Requirement. Your copy of the material must match it exactly, except that pictures are dropped.

Supplied information.
-----

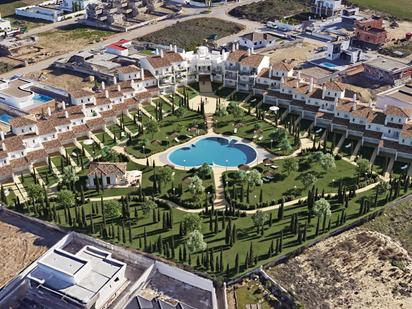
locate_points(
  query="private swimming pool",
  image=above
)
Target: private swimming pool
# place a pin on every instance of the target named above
(6, 117)
(214, 151)
(41, 98)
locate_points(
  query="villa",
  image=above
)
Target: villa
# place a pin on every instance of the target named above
(112, 175)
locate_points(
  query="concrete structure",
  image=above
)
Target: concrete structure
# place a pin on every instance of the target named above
(5, 24)
(371, 32)
(399, 96)
(256, 40)
(341, 50)
(326, 8)
(82, 272)
(112, 175)
(20, 94)
(388, 70)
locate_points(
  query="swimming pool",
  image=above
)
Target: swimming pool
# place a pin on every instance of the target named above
(6, 117)
(214, 151)
(41, 98)
(329, 65)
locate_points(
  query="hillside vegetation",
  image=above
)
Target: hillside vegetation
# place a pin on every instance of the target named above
(398, 8)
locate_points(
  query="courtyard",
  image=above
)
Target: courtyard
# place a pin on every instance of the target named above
(234, 213)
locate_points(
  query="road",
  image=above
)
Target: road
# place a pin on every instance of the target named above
(188, 13)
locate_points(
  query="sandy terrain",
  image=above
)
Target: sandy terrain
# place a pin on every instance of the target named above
(357, 269)
(60, 79)
(21, 243)
(299, 52)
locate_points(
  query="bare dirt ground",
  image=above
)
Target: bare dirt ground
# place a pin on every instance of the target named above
(357, 269)
(298, 53)
(64, 80)
(21, 243)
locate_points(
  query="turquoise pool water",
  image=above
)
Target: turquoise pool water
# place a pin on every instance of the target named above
(41, 98)
(214, 151)
(329, 65)
(6, 117)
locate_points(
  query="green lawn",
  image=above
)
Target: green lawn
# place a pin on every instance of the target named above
(397, 8)
(48, 177)
(105, 139)
(164, 139)
(283, 185)
(246, 231)
(252, 129)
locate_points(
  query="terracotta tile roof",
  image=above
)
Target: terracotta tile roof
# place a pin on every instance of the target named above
(128, 69)
(362, 111)
(264, 73)
(324, 116)
(165, 61)
(13, 143)
(59, 119)
(243, 58)
(36, 155)
(344, 106)
(282, 66)
(372, 134)
(80, 129)
(397, 111)
(19, 122)
(65, 136)
(119, 107)
(52, 144)
(107, 168)
(356, 127)
(45, 127)
(340, 121)
(80, 93)
(394, 145)
(334, 85)
(376, 117)
(102, 100)
(407, 130)
(19, 163)
(6, 171)
(95, 122)
(108, 114)
(317, 94)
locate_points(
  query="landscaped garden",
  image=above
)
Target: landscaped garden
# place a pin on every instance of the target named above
(273, 208)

-----

Exercise result.
locate_points(
  query="private swimming pool",
  image=above
)
Target: private swimming pool
# place a pin on every instance of the target named above
(6, 117)
(214, 151)
(41, 98)
locate_points(
  query="villa",
  image=above
)
Target: villa
# place a pin on every instance of the target named above
(112, 175)
locate_points(
  query="concrete structure",
  image=above
)
Target: concrete structure
# place a pin on every instance of the target named above
(5, 24)
(371, 32)
(399, 96)
(256, 40)
(341, 50)
(326, 8)
(82, 272)
(112, 175)
(20, 94)
(388, 70)
locate_points(
  query="swimming pool",
  image=above
)
Target: swimming pool
# place a pin on every instance of the target named above
(6, 117)
(214, 151)
(41, 98)
(329, 65)
locate_points(
  query="hillside vegetation",
  image=above
)
Target: hillside vegetation
# place a pin on every instance of the target named above
(398, 8)
locate_points(
  query="courtyard",
  image=above
)
Target: courtyard
# place a pin on every instance of the target named above
(234, 213)
locate_points(
  query="road",
  image=above
)
Target: road
# place a pin on every instance of the target named above
(188, 13)
locate_points(
  query="sandy terrain",
  image=above
)
Target: sandy terrain
# place a pin on every instance of the target named above
(357, 269)
(60, 79)
(21, 243)
(299, 52)
locate_points(
  query="bare dirt ground",
  image=above
)
Target: bare dirt ground
# place a pin on every instance of the target named above
(357, 269)
(298, 53)
(64, 80)
(21, 243)
locate_points(
  query="turquoise pool water",
  image=above
)
Target: turquoise pool water
# place a pin on every instance of the target named above
(41, 98)
(214, 151)
(329, 65)
(6, 117)
locate_points(
  query="green lawn",
  image=above
)
Target: green lawn
# place a pin on every instance of the target named above
(397, 8)
(48, 177)
(105, 139)
(164, 139)
(283, 185)
(246, 231)
(252, 129)
locate_points(
  query="terracotta tile roof",
  image=above
)
Target: terracotta tile roof
# place a pin on every instance of the target named above
(128, 69)
(362, 111)
(264, 73)
(324, 116)
(165, 61)
(13, 143)
(59, 119)
(243, 58)
(36, 155)
(344, 106)
(282, 66)
(372, 134)
(80, 129)
(397, 111)
(19, 122)
(65, 136)
(119, 107)
(52, 144)
(107, 168)
(356, 127)
(45, 127)
(340, 121)
(80, 93)
(394, 145)
(334, 85)
(376, 117)
(102, 100)
(407, 130)
(19, 163)
(6, 171)
(95, 122)
(108, 114)
(317, 94)
locate_points(
  query="landscaped garden",
  image=above
)
Target: landscaped garden
# place a pin on every instance of the target named above
(273, 208)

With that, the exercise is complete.